The data:

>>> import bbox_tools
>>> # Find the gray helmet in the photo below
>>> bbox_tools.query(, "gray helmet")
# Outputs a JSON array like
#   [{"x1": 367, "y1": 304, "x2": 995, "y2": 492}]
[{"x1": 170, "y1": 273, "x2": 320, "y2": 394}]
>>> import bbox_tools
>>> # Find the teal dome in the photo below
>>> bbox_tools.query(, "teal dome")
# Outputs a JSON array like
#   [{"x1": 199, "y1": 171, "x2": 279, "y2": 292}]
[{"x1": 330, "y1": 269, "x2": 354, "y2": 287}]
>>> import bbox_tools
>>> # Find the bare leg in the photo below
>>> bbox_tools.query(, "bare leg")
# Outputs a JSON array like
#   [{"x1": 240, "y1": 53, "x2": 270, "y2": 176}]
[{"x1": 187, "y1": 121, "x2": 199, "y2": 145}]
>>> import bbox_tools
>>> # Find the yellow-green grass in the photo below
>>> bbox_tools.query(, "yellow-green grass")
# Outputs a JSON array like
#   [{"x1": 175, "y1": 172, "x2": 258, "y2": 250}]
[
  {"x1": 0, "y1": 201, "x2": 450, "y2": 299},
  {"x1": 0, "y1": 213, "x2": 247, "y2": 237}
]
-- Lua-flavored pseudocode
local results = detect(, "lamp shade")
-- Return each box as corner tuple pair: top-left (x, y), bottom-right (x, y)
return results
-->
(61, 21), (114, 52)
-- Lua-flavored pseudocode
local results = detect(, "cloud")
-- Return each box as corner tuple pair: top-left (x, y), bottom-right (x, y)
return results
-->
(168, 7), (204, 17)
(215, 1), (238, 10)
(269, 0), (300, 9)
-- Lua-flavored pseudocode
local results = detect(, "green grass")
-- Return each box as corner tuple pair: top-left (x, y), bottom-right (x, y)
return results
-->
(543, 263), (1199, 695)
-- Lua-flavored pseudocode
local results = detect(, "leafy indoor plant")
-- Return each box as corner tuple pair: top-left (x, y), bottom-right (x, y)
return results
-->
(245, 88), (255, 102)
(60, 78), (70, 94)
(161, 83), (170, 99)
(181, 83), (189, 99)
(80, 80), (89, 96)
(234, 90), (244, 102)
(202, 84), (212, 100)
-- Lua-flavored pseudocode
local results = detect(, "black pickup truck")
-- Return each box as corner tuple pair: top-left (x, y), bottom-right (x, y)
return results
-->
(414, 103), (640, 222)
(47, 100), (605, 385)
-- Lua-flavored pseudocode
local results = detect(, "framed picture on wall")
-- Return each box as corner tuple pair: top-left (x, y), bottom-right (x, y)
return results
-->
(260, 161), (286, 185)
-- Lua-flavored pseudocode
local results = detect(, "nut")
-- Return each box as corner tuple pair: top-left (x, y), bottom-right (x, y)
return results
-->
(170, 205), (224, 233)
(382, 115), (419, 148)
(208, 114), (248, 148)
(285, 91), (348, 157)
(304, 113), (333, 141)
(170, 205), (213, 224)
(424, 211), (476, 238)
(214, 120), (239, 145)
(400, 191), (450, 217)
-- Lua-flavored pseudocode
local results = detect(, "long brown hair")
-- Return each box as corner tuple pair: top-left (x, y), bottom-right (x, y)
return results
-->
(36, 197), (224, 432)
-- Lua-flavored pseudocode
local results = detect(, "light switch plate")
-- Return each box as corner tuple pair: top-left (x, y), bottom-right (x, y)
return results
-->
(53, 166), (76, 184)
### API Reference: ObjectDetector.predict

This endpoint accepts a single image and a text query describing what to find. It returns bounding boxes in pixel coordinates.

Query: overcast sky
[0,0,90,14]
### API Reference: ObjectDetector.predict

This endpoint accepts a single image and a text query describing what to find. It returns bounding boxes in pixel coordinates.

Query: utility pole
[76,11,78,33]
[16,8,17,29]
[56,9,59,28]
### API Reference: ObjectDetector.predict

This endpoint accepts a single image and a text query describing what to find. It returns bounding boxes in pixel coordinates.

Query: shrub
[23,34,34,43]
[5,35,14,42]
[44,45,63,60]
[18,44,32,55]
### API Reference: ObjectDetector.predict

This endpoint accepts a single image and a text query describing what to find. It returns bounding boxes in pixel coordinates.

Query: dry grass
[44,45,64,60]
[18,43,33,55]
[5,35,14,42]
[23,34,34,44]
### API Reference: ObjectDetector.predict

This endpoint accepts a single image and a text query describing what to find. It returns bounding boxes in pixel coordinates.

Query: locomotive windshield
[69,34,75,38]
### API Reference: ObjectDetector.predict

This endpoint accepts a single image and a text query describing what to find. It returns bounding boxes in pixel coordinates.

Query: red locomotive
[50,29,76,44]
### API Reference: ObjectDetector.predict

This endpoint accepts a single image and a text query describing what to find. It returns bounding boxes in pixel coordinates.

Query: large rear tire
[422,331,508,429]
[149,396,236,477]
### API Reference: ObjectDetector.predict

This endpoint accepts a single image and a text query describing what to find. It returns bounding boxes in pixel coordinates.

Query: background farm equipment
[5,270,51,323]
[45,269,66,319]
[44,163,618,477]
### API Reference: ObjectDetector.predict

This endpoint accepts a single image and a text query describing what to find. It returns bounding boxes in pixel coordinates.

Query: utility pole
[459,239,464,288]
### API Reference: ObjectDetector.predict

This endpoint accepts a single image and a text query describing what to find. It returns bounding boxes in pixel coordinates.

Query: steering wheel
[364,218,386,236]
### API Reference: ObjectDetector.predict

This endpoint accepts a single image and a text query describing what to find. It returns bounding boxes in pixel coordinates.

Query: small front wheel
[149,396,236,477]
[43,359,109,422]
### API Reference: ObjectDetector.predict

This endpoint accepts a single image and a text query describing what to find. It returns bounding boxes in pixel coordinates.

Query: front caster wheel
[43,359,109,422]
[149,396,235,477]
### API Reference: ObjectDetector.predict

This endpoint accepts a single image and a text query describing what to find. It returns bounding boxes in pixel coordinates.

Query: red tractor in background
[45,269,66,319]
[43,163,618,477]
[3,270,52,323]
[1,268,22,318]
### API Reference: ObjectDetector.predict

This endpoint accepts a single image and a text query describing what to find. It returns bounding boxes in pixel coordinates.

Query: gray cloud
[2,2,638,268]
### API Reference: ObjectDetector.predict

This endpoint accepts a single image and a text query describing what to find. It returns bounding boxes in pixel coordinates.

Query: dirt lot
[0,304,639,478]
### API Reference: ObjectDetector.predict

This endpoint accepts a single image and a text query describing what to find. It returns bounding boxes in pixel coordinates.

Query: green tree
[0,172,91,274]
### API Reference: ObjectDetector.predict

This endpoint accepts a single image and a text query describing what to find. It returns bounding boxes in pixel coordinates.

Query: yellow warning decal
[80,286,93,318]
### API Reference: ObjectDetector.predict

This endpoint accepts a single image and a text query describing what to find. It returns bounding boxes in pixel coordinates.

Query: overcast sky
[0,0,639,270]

Given problem: Count the lines in the records above that contain the string "front", treating uppercase and lowercase as different, and give only the number.

Complete answer: 2